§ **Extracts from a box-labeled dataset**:

::::

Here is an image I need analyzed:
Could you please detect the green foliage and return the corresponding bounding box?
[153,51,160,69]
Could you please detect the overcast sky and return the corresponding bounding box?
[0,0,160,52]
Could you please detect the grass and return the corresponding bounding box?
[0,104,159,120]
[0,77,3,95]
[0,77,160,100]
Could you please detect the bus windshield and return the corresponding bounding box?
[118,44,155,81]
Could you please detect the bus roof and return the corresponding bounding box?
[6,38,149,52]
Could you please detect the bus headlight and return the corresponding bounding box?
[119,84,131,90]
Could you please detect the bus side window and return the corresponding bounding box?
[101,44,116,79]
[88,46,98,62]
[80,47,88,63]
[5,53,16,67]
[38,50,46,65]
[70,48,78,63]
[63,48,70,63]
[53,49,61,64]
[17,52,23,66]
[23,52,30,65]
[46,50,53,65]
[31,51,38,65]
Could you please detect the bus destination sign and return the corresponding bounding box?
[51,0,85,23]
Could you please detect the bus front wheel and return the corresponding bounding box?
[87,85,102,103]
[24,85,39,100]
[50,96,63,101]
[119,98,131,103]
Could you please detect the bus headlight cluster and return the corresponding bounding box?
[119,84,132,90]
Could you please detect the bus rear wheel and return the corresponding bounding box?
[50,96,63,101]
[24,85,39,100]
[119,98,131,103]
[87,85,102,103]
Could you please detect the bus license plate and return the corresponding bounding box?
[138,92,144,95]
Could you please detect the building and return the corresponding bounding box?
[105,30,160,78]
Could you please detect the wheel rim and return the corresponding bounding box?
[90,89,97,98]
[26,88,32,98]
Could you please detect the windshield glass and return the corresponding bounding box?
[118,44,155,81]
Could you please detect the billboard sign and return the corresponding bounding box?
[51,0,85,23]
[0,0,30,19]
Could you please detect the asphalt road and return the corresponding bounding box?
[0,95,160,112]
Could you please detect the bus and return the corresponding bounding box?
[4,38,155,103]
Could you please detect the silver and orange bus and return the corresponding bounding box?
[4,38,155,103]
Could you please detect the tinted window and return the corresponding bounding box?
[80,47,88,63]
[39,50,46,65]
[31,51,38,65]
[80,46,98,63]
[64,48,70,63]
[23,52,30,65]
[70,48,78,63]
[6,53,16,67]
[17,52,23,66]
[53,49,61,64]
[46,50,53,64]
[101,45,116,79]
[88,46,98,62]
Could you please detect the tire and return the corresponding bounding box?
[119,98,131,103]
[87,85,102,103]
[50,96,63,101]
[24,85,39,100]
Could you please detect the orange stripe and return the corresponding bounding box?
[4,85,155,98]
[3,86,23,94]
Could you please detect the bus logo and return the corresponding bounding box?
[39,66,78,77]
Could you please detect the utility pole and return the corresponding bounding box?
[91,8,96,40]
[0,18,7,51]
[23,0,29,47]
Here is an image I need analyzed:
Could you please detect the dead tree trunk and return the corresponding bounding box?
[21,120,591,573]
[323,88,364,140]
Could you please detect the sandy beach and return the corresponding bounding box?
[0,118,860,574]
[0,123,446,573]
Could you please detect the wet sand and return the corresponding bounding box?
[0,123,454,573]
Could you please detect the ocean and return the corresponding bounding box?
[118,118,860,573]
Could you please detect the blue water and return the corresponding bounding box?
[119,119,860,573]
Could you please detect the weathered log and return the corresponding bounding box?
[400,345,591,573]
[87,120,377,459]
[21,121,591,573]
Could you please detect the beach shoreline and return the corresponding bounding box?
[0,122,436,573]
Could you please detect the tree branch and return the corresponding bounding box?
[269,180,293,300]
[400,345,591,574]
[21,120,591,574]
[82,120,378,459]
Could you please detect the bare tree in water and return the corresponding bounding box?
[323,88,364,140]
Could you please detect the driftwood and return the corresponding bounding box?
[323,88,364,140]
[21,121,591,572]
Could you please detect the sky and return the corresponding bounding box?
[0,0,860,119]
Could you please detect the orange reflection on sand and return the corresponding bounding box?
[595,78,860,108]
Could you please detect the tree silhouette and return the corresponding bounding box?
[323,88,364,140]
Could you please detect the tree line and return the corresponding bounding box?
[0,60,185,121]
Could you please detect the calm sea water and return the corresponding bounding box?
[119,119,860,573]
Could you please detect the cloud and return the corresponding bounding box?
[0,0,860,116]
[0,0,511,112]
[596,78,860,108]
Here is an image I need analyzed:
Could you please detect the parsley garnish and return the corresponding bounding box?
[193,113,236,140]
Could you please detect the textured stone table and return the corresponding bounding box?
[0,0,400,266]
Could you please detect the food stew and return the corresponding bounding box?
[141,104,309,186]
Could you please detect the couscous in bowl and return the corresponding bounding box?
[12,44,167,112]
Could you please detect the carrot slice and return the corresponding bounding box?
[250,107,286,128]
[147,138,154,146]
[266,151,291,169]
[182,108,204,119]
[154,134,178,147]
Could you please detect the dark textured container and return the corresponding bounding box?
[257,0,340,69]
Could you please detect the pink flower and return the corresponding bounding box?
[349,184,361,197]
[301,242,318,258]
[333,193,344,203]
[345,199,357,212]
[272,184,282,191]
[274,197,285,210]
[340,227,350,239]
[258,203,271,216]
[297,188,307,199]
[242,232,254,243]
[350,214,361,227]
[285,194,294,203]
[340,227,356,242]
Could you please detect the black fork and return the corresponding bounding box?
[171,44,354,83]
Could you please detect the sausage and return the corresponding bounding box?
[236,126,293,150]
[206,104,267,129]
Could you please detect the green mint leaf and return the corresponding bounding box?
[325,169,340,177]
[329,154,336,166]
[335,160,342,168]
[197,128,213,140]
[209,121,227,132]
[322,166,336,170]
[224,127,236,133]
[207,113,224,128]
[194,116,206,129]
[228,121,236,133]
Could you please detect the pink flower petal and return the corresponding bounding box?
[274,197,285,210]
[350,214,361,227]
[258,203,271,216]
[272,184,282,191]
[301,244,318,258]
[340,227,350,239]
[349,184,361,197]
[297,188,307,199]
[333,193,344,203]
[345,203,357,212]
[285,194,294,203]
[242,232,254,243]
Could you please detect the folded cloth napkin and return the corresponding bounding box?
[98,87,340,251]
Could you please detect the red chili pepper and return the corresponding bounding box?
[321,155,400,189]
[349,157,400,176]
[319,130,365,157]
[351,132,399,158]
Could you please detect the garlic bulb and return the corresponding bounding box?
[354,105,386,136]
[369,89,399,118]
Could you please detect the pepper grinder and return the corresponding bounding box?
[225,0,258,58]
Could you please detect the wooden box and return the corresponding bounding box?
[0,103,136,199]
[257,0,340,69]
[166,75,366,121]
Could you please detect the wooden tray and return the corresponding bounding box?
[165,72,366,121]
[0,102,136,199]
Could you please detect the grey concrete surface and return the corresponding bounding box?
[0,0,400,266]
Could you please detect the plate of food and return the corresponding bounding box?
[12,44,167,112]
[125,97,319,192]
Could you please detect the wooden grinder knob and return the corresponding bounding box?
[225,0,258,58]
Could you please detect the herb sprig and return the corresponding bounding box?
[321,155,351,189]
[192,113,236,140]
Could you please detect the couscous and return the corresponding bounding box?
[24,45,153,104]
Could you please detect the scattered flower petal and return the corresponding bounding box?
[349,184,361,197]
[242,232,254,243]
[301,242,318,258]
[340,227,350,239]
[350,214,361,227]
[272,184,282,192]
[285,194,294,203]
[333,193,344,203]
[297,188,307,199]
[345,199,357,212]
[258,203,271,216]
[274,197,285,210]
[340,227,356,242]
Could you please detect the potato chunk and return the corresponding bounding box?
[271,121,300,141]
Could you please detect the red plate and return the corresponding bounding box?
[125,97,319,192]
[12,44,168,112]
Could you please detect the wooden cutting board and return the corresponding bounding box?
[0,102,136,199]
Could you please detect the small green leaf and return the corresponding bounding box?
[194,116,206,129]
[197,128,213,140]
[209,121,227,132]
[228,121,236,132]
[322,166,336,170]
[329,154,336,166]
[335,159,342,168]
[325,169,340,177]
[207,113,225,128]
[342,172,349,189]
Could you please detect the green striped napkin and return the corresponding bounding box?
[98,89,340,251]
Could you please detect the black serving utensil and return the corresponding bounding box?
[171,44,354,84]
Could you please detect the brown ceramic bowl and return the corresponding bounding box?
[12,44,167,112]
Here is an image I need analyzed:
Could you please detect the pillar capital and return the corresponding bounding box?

::::

§ **What to do**: Count the rows above that contain the string "food" with case matching exactly, and reply with that number alone.

§ **Problem solution**: 2